─── Data to process

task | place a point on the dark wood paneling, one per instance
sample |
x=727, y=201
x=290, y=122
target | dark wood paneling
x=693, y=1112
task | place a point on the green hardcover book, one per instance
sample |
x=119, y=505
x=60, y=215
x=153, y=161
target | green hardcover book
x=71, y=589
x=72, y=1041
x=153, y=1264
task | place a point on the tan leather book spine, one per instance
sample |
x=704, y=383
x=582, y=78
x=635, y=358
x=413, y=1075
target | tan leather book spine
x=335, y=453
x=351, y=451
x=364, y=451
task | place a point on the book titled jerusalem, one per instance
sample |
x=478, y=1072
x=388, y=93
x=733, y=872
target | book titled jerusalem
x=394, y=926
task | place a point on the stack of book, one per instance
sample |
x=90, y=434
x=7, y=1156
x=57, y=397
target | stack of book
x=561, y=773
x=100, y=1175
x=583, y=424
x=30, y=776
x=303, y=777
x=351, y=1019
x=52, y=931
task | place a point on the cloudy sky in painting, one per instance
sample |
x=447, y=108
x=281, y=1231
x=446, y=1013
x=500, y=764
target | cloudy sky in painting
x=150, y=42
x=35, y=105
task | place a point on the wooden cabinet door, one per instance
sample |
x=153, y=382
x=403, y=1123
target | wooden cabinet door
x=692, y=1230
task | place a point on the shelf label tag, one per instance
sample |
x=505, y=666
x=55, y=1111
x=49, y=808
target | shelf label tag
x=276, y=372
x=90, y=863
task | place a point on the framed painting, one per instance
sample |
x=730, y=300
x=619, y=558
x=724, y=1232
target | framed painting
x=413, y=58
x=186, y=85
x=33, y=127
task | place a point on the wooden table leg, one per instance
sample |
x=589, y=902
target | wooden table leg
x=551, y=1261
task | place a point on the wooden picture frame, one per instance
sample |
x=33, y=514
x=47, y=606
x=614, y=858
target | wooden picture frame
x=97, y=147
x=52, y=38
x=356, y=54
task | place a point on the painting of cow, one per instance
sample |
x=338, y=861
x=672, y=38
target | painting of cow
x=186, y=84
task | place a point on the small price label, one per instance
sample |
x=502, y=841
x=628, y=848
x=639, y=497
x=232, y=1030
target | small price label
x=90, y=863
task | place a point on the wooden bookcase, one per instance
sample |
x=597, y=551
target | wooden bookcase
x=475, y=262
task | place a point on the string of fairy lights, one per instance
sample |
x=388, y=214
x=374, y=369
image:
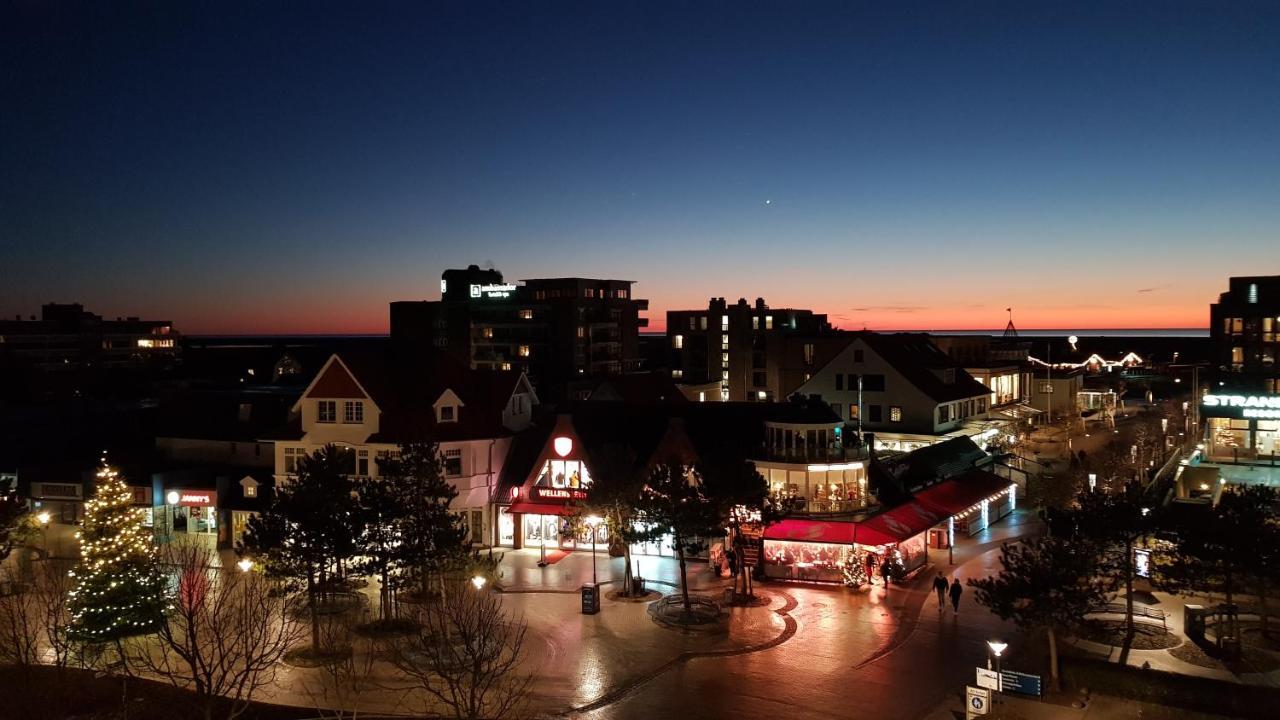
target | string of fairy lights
x=119, y=588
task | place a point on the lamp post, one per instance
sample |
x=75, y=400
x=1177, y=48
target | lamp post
x=996, y=648
x=42, y=518
x=594, y=523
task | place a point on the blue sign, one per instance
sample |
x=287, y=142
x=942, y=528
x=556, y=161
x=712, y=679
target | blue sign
x=1020, y=683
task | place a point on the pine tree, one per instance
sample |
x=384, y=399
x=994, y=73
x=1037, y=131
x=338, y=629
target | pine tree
x=119, y=588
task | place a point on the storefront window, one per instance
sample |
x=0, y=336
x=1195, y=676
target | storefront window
x=565, y=474
x=506, y=527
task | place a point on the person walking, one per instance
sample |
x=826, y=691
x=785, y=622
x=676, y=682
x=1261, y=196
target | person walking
x=940, y=586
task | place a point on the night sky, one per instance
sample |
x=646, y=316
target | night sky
x=293, y=167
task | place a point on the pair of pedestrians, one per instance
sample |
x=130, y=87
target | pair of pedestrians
x=940, y=586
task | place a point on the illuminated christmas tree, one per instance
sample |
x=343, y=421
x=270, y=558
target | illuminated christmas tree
x=854, y=568
x=119, y=588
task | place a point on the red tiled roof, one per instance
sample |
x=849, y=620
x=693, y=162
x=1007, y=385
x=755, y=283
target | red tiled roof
x=336, y=382
x=959, y=493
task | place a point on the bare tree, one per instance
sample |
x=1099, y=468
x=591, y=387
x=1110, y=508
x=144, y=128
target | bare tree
x=53, y=588
x=343, y=674
x=19, y=620
x=467, y=656
x=223, y=637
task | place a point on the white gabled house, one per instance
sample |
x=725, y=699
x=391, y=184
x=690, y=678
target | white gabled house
x=370, y=402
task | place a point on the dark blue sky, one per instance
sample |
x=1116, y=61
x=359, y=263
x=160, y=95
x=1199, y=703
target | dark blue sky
x=296, y=165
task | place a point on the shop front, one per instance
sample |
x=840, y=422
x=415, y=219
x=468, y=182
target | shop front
x=186, y=513
x=1242, y=428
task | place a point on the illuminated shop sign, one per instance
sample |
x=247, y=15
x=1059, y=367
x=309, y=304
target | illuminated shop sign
x=1262, y=406
x=191, y=499
x=561, y=493
x=492, y=291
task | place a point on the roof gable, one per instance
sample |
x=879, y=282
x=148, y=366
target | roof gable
x=336, y=381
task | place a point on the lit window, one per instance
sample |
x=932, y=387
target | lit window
x=352, y=411
x=452, y=461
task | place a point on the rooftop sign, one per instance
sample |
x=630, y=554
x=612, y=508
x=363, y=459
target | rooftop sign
x=493, y=291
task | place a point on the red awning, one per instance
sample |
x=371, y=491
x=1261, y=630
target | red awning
x=903, y=522
x=835, y=532
x=959, y=493
x=539, y=509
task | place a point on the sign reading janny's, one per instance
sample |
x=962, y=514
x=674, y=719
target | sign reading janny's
x=1265, y=406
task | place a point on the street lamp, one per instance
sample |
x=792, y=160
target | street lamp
x=44, y=518
x=594, y=522
x=996, y=648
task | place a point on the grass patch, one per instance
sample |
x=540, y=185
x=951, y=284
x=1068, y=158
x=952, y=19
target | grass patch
x=1201, y=695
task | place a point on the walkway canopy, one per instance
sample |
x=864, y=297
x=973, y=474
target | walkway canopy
x=961, y=492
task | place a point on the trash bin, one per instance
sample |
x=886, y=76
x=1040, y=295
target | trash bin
x=590, y=600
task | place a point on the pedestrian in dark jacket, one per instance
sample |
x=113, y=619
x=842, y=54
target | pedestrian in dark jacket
x=940, y=586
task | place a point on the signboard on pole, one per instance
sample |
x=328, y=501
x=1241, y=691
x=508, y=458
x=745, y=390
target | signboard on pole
x=1020, y=683
x=977, y=702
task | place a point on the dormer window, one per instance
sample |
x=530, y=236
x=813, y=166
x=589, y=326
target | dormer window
x=353, y=411
x=327, y=411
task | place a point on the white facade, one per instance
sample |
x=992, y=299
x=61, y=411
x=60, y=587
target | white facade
x=351, y=417
x=888, y=401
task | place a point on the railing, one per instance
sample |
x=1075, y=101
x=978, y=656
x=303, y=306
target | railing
x=812, y=455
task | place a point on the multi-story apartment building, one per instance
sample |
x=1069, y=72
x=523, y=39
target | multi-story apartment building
x=753, y=351
x=554, y=329
x=1244, y=327
x=68, y=337
x=370, y=402
x=1242, y=408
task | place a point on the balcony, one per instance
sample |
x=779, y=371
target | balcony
x=814, y=455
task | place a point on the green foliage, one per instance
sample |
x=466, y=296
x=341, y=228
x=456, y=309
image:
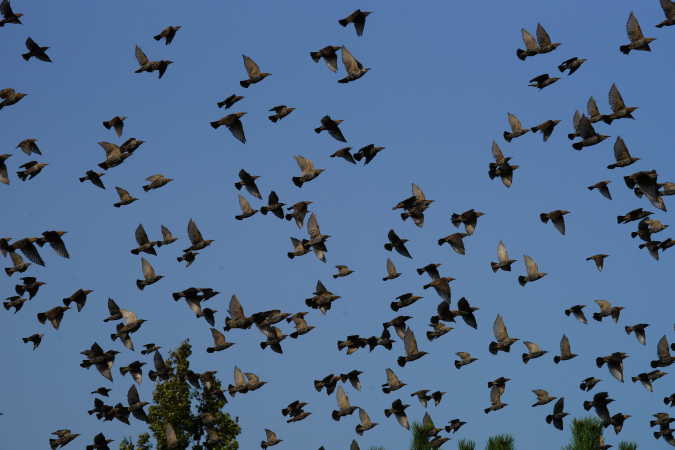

──────

• _Given request_:
Swap "place a point on" for "put a dot on" everywhere it appears in the entries above, and give all the entries back otherwise unchanged. Leave out the pictures.

• _Solution to the problem_:
task | put a dot on the dark wood paneling, one per instance
sample |
x=727, y=201
x=290, y=122
target | dark wood paneling
x=693, y=1112
task | put a dot on the green hardcover book, one per instance
sample |
x=119, y=505
x=60, y=215
x=153, y=161
target | green hardcover book
x=71, y=589
x=72, y=1041
x=153, y=1264
task | put a dot on the tan leather book spine, one per instance
sample |
x=704, y=383
x=582, y=78
x=635, y=358
x=413, y=1075
target | tan leather book spine
x=335, y=453
x=351, y=451
x=364, y=451
task | put a dot on the book titled jerusalem, one per instance
sample |
x=478, y=1072
x=388, y=93
x=733, y=872
target | book titled jerusalem
x=394, y=926
task | put a dot on the stack of book, one per instance
sample |
x=90, y=434
x=7, y=1156
x=57, y=397
target | stack of book
x=561, y=773
x=100, y=1175
x=583, y=424
x=30, y=776
x=303, y=777
x=351, y=1019
x=52, y=931
task | put a dot on the cloudy sky in painting, one per instance
sample |
x=447, y=108
x=281, y=1231
x=446, y=1013
x=500, y=764
target | cloudy sky in painting
x=150, y=42
x=35, y=105
task | put a dot on the wooden cabinet door, one per instance
sample |
x=153, y=382
x=403, y=1123
target | wooden cabinet door
x=692, y=1230
task | put a dot on the shelf label tag, one per instance
sample |
x=505, y=666
x=55, y=1111
x=49, y=808
target | shelf label tag
x=276, y=372
x=90, y=863
task | put a dot on the framed painting, one per instance
sample |
x=730, y=300
x=619, y=558
x=724, y=1232
target | framed painting
x=413, y=58
x=186, y=85
x=33, y=127
task | put a dot on the wooden table leg, one per instance
sample |
x=589, y=902
target | wooden table leg
x=551, y=1261
task | put a dot on the wooden picture frame, one per instance
sample |
x=33, y=514
x=47, y=606
x=614, y=858
target | wooden picture frame
x=97, y=147
x=52, y=38
x=356, y=54
task | put a dot on the painting of cow, one per instance
sample |
x=338, y=861
x=672, y=38
target | painting of cow
x=186, y=84
task | put a dot on the small price label, one per instance
sample |
x=502, y=841
x=628, y=848
x=639, y=497
x=232, y=1030
target | small price label
x=90, y=863
task | put a dot on the wooden bookcase, one per instance
sample |
x=597, y=551
target | wooden bookcase
x=475, y=262
task | put a dot on the string of fairy lights, one per instance
sample |
x=388, y=214
x=374, y=369
image:
target | string of fairy lights
x=119, y=588
task | put a dot on the lamp post, one per instance
sample |
x=75, y=400
x=1177, y=48
target | lamp post
x=996, y=648
x=42, y=518
x=594, y=523
task | put a dot on the blue sign, one per instance
sample |
x=287, y=142
x=942, y=528
x=556, y=161
x=712, y=679
target | blue sign
x=1020, y=683
task | put a dot on the pine tree, one per instance
sample |
x=384, y=399
x=994, y=73
x=1037, y=131
x=338, y=629
target | pine tree
x=119, y=588
task | put a dot on the storefront window, one per instance
sample |
x=0, y=336
x=1195, y=676
target | storefront window
x=565, y=474
x=506, y=527
task | put a dot on the person walking, one per instance
sample |
x=826, y=691
x=785, y=622
x=676, y=682
x=1261, y=196
target | person walking
x=940, y=586
task | put a dot on the night sky, one per instance
sample |
x=646, y=316
target | night sky
x=293, y=167
task | put a dot on the pair of pedestrians, one per instance
sample |
x=130, y=87
target | pair of pedestrians
x=940, y=586
task | put a dot on the illuminated christmas tree, one per instance
sample |
x=343, y=421
x=270, y=558
target | illuminated christmas tree
x=854, y=568
x=119, y=588
task | put a dot on the red tiled roof, one per instance
sample |
x=849, y=620
x=693, y=162
x=1007, y=385
x=755, y=283
target | red tiled roof
x=336, y=382
x=959, y=493
task | put a dot on the bare tree, one per instance
sample |
x=1099, y=468
x=591, y=387
x=1110, y=508
x=144, y=128
target | bare tree
x=53, y=588
x=343, y=674
x=19, y=620
x=467, y=656
x=223, y=637
task | put a dot on the white gabled house, one per instance
sample |
x=725, y=699
x=391, y=184
x=690, y=678
target | white gabled house
x=370, y=402
task | put a dot on the dark blue sky, one per instance
sample |
x=1116, y=61
x=359, y=263
x=160, y=95
x=1199, y=703
target | dark blue sky
x=296, y=165
task | put a dot on the shop front, one per instance
sample |
x=840, y=422
x=415, y=219
x=468, y=182
target | shop front
x=186, y=513
x=1242, y=428
task | put a dot on the illuminated shop sign, one per instance
sample |
x=247, y=15
x=1059, y=367
x=309, y=304
target | illuminated shop sign
x=1262, y=406
x=191, y=499
x=561, y=493
x=492, y=291
task | put a dot on the roof gable, one per instance
sample |
x=879, y=282
x=148, y=366
target | roof gable
x=336, y=381
task | put a dot on the lit window, one per instance
sample |
x=932, y=387
target | lit window
x=352, y=411
x=452, y=461
task | put a dot on the rooftop sign, one per instance
sample |
x=630, y=554
x=612, y=508
x=363, y=459
target | rooftop sign
x=493, y=291
task | put a dot on the red awning, one per instance
sample |
x=371, y=491
x=1261, y=630
target | red awning
x=903, y=522
x=835, y=532
x=959, y=493
x=539, y=509
task | put a dot on the sign reading janny's, one per instance
sample |
x=962, y=514
x=674, y=719
target | sign reading janny's
x=1265, y=406
task | put a dot on the street lamp, one per instance
sample |
x=792, y=160
target | street lamp
x=44, y=518
x=594, y=522
x=996, y=648
task | put a dot on the grass patch, one per instance
sample |
x=540, y=185
x=951, y=284
x=1068, y=158
x=952, y=19
target | grass patch
x=1201, y=695
task | put a dot on the walkway canopy, one per instance
sample |
x=864, y=297
x=973, y=474
target | walkway canopy
x=961, y=492
task | put a dot on the trash bin, one per instance
sample |
x=886, y=76
x=1040, y=295
target | trash bin
x=590, y=600
task | put a dot on the pedestrian in dark jacket, one per instance
sample |
x=113, y=619
x=842, y=54
target | pedestrian in dark jacket
x=940, y=586
task | put a dot on the signboard on pole, one per instance
sample |
x=328, y=501
x=1241, y=691
x=508, y=458
x=745, y=390
target | signboard on pole
x=1020, y=683
x=977, y=702
task | put a dot on the dormer window, one per instance
sample |
x=530, y=236
x=813, y=166
x=589, y=326
target | dormer window
x=353, y=411
x=327, y=411
task | put a dot on the white facade, one per instance
sample |
x=992, y=299
x=61, y=411
x=60, y=587
target | white facade
x=351, y=417
x=888, y=401
task | put a dot on the railing, one per instance
sample |
x=1075, y=101
x=978, y=656
x=303, y=306
target | railing
x=812, y=455
task | put a dot on the multi-story apartment building, one per instance
sample |
x=1069, y=72
x=523, y=39
target | multi-story apartment building
x=753, y=351
x=554, y=329
x=1244, y=327
x=68, y=337
x=370, y=402
x=1242, y=408
task | put a dot on the balcony, one per instance
sample |
x=779, y=371
target | balcony
x=814, y=455
task | put a dot on the green foliage, one per instance
sample |
x=466, y=296
x=341, y=228
x=456, y=309
image:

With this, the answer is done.